■ Record excerpts ■
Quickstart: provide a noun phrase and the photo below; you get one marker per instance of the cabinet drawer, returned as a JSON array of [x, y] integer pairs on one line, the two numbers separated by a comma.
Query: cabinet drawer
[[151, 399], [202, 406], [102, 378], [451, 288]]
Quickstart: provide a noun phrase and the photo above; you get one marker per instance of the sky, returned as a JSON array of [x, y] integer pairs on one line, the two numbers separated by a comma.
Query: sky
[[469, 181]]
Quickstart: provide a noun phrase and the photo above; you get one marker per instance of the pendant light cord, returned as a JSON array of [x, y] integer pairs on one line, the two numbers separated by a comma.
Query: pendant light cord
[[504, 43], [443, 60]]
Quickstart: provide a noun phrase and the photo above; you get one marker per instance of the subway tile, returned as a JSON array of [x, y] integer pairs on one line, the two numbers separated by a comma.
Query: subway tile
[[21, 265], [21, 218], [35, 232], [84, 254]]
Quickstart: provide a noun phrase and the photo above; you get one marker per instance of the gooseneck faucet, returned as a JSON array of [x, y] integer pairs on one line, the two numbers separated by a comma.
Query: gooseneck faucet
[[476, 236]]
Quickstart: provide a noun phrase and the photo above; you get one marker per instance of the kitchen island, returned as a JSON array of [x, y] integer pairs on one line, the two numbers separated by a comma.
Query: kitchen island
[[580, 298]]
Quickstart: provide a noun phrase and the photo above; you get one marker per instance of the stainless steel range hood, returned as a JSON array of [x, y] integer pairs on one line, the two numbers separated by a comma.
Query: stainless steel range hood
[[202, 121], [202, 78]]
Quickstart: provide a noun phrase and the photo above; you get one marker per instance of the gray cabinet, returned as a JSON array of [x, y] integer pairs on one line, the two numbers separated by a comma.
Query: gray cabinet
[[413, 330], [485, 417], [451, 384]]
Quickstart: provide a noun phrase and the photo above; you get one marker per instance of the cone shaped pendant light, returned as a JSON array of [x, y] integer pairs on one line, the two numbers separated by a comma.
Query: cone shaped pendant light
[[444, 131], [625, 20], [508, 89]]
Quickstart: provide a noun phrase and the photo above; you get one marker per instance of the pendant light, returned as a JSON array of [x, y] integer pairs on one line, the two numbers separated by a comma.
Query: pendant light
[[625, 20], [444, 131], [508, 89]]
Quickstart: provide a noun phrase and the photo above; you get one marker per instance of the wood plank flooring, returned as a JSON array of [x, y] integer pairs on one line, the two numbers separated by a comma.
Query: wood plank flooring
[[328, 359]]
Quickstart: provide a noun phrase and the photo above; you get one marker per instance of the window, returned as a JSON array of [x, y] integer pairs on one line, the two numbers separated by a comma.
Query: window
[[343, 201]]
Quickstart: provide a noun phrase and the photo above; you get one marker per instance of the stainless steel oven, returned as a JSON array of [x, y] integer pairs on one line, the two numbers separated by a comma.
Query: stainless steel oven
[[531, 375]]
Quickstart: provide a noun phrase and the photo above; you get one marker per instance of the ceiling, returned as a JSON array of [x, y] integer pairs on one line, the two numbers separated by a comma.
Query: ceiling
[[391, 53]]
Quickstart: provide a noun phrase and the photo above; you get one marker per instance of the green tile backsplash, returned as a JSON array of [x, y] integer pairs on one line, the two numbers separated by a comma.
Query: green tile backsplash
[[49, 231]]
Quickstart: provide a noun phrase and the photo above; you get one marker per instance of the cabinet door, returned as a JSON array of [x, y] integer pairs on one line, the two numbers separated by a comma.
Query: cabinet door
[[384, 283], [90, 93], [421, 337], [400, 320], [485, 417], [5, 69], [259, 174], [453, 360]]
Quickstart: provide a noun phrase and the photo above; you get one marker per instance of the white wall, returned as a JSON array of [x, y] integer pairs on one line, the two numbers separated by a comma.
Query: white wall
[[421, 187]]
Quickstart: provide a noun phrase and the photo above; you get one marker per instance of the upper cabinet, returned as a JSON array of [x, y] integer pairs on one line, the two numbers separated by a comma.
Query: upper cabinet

■ Work item ■
All the entries should be output exactly as given.

■ Written answer ■
Quickstart: provide a noun phrase and the photo below; you get one marker per instance of the cabinet drawer, returned as a JSON array of [x, y] integer pairs on one line, the two numbers separated by a comma.
Query: cabinet drawer
[[151, 399], [202, 406], [102, 378], [451, 288]]
Quickstart: provide a noun phrase and the photo above; you get one marker per instance of the sky, returned as a JSON array of [x, y] integer pairs on one line, the two numbers separated by a comma.
Query: sky
[[469, 181]]
Quickstart: provide a noun phrase and the photo above; you get one marker per instance of the pendant light cord, returned as a JSON array of [x, y] integer pairs on one line, the two numbers separated by a comma.
Query: pendant light cord
[[504, 43], [443, 60]]
Quickstart: provide a noun phrase and the photo above; you get one marker per instance of the subway tile, returned as a JSON array of [x, y] integer pairs on one line, the two numbers separated by a comma.
Query: subway tile
[[21, 265], [21, 218], [35, 232], [84, 254]]
Quickstart: provide a noun phrase and the photo above; you get one marker per instance of the gooseneck faucet, returned as a JSON array of [x, y] integer pairs on one line, the two numbers separated by a comma.
Query: gooseneck faucet
[[476, 236]]
Quickstart: provide a noun phrase and the photo above; you get one marker per instance of the kitchen island, returned as a JSON array of [x, y] integer pairs on one line, the two numbers separated by a comma.
Query: kitchen island
[[580, 298]]
Quickstart: provide a noun phrase and the photo above; you get one marker per instance of the stainless steel range hood, returned as a JSON array of [x, y] integer pairs on one line, the two numbers separated by a comma.
Query: stainless steel range hood
[[202, 121], [202, 78]]
Quickstart: provide a noun phrase and the photo above; you get one marker per instance of the gray cabinet, returned as a JSON array of [x, y] integer pairs on one line, the two numbers separated by a comma.
Query: gray cabinet
[[413, 330], [485, 417], [451, 384]]
Quickstart: provide a noun phrase and the photo above; you get one marker per instance of the cone shaped pendant light, returned as a JSON array of [x, y] integer pairs on one line, the two numbers separated by a comma.
Query: cone shaped pendant light
[[444, 131], [625, 20], [508, 89]]
Quickstart: provide a noun phrase and the photo above; you get one marker per instance of the pendant light, returned as a JSON array of [x, y] integer pairs on one line, the two numbers separated by a comma.
Query: pendant light
[[625, 20], [444, 131], [508, 89]]
Quickstart: provide a noun phrase and the photo above; you get one marker per instance of the wood plank flooring, returned as a JSON array of [x, y] integer pairs on one line, the two numbers separated by a comma.
Query: wood plank flooring
[[328, 359]]
Quickstart: provide a noun phrase and the photo above; you get one marker per instance of the window, returned as a JSON array of [x, y] integer pairs on one line, the two numbers separated by a comma.
Query: window
[[343, 201]]
Quickstart: provide a noun phrase and the photo above; you get one marker per instance of the stainless steel oven, returned as a JSON array of [x, y] integer pairs on one line, the two numbers separated by a comma.
Query: stainless steel oven
[[531, 375]]
Quickstart: provide a noun phrase and the photo above; you get one marker per instance of the ceiling, returned as a JSON array of [x, y] integer pairs on one line, the two numbers separated by a comma.
Query: ceiling
[[391, 53]]
Quickstart: provide a noun phrase and the photo above; you get one marker per instance of the green tile backsplash, returned as a JSON array of [x, y] integer pairs on one line, the two numbers separated by a comma.
Query: green tile backsplash
[[49, 231]]
Quickstart: provide a noun phrase and the photo above; you get one marker per instance of the cabinet door, returned as a JSON array of [x, y] integer pairs on one line, the two numbers separated by a comma.
Query: cabinet door
[[384, 283], [90, 93], [421, 337], [400, 320], [485, 417], [5, 69], [259, 174], [453, 360]]
Quickstart: provide a noun phrase and the photo above; you get one marker per instance of the white wall, returned as a JSON array of [x, y] integer pairs on one line, the two numbers separated by a comma.
Query: white wall
[[421, 187]]
Quickstart: provide a noun phrase and the photo above; you get one marker per instance of the upper cabinet, returned as a JSON array of [x, y] integer pairs on one line, the two numbers separated by a comma.
Query: upper cabinet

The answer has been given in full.